To be done:
[A] In the court passage, on what date was the detenu's Tamil representation rejected?
[B] List every authority in the court passage whose name ends in the word "Authority" or "authority."

Passage given:
(begin)
16. As regards the contention with regard to the retraction of the statement and obtained by the first Respondent, the first Respondent would submit that the order of the Court granting bail with conditions was placed before the Detaining Authority who on consideration of the same, has thought fit to detain the detenu under COFEPOSA Act. As far as the reliance on bail is concerned the first Respondent would submit that the said order cannot have any bearing on the factual position about the abetting in the smuggling of goods on the part of the detenu.

17. It is a specific stand of the first Respondent that all the documents relied on by the Detaining Authority were supplied to the detenu under acknowledgement.

18. With regard to the disposal of representations, the first Respondent would submit that a detailed reply was given to the detenu for his representations dated 2.12.2009 and 27.1.2010 vide Government letters dated 18.12.2009 and 15.02.2010 and the replies were also acknowledged by the detenu on 19.12.2010 and 16.02.2010 respectively.

19. In so far as the representation dated 11.11.2009 said to have been sent by the detenus counsel to the adjudicating authority and the Compounding Authority, the Sponsoring Authority was not aware or made aware of any such letter at the time of passing the detention order or before the meeting of the Advisory Board.

20. In so far as the seizure of the passport of the detenu and the possibility of the detenu indulging in similar kind of offences in future, the first Respondent in paragraph 15 of the counter, has stated that the detenu has disclosed that he has been making regular visits abroad for bringing goods as carrier of third parties for monetary consideration and on one such occasions, the goods brought by him were seized and released on payment of fine and penalty. The first Respondent would further state that the possibility of escaping from the country by illegal channel by the detenu cannot be ruled out and hence the order of detention was clamped on him. Therefore, for the said reasons, the first Respondent prayed for dismissal of the Habeas Corpus Petition.

21. The second Respondent has also filed its counter dealing with specifically the representation dated 2.12.2009 submitted by the detenu in Tamil to the COFEPOSA Unit, Ministry of Finance, Department of Revenue, New Delhi. After calling for translation copy of the representation from the first Respondent, it was rejected on 15.12.2009 and intimation in this regard was also sent to the detenu vide Memorandum dated 16.12.2009.

22. Mr.S.Palanikumar, learned counsel appearing for the petitioner has raised the following grounds for the quashment of the impugned order of detention:-

(a) The documents relied on by the Officers in consultation with Airport Customs Officers such as OS Register, values downloaded from the internet in respect of articles, have not been supplied to the detenu and therefore, the detenu has been deprived of his right to make an effective and meaningful representation for revocation of the order of detention.

(b) The detenus representation dated 27.1.2010 requesting for supply of documents relating to the valuation, have not been supplied. The Detaining Authority had relied upon the documents i.e. Notification No.31/2003 dated 1.3.2003 and the same has not been supplied to the detenu and the said notification has also been placed before the Detaining Authority while passing the order of detention and hence the subjective satisfaction of the Detaining Authority is based upon the non-existing materials and the same would amount to extraneous consideration.
(end)
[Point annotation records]
(begin)
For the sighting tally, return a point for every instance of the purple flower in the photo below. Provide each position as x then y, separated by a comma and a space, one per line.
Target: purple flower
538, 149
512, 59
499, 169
(end)
Solutions to the tasks:
[A] 15.12.2009

[B] Detaining Authority, adjudicating authority, Compounding Authority, Sponsoring Authority